Außerdem hat sich die Türkei insbesondere dadurch, dass sie den Al-Qaida-Ableger HTS in Syrien nicht wie in Astana und Sotschi vereinbart bekämpft, sondern hochgerüstet und mit ihm gemeinsame Operationen gegen Syrien durchführt und in Frontalstellung zu Russland und dem Regime manövriert. Daher setzt sie alles daran, internationale Unterstützung, insbesondere aus der EU, wenn nötig auch durch Erpressung zu erhalten. Dies alles geschieht auf dem Rücken der Menschen, die nichts weiter als den Schutz und Sicherheit suchen, den sie in der Türkei nicht finden konnten.
Zehntausende Schutzsuchende an die Grenze gebracht
Tausende Schutzsuchende wurden vom Erdoğan-Regime in Bussen an die Grenze gebracht, während der staatliche Sender TRT auf Twitter in arabischer Sprache über Fluchtrouten nach Europa informierte. Nach Angaben der Internationalen Organisation für Migration (IOM) harren rund 13.000 Schutzsuchende bei Kälte auf der türkischen Seite der Grenze aus. Unter ihnen sind viele Kinder. Zahlreiche Männer, Frauen und Kinder sind zu Fuß unterwegs und versuchen, wieder zurück in ihre Heimat zu kommen. „Einige kündigten ihre Arbeit und ließen alles hinter sich, weil sie sicher waren, nach Europa zu kommen“, hieß es von der Uno-Organisation IOM.

◆ Angezeigte Angaben ◆

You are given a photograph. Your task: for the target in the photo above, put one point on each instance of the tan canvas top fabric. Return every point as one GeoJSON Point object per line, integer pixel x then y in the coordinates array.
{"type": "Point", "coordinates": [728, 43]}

◆ Aufgabenstellung ◆
Kopiere den gesamten Textauszug wortgetreu. Die Zeilen haben mit dem Textauszug nichts zu tun.

◆ Antwort ◆
Außerdem hat sich die Türkei insbesondere dadurch, dass sie den Al-Qaida-Ableger HTS in Syrien nicht wie in Astana und Sotschi vereinbart bekämpft, sondern hochgerüstet und mit ihm gemeinsame Operationen gegen Syrien durchführt und in Frontalstellung zu Russland und dem Regime manövriert. Daher setzt sie alles daran, internationale Unterstützung, insbesondere aus der EU, wenn nötig auch durch Erpressung zu erhalten. Dies alles geschieht auf dem Rücken der Menschen, die nichts weiter als den Schutz und Sicherheit suchen, den sie in der Türkei nicht finden konnten.
Zehntausende Schutzsuchende an die Grenze gebracht
Tausende Schutzsuchende wurden vom Erdoğan-Regime in Bussen an die Grenze gebracht, während der staatliche Sender TRT auf Twitter in arabischer Sprache über Fluchtrouten nach Europa informierte. Nach Angaben der Internationalen Organisation für Migration (IOM) harren rund 13.000 Schutzsuchende bei Kälte auf der türkischen Seite der Grenze aus. Unter ihnen sind viele Kinder. Zahlreiche Männer, Frauen und Kinder sind zu Fuß unterwegs und versuchen, wieder zurück in ihre Heimat zu kommen. „Einige kündigten ihre Arbeit und ließen alles hinter sich, weil sie sicher waren, nach Europa zu kommen“, hieß es von der Uno-Organisation IOM.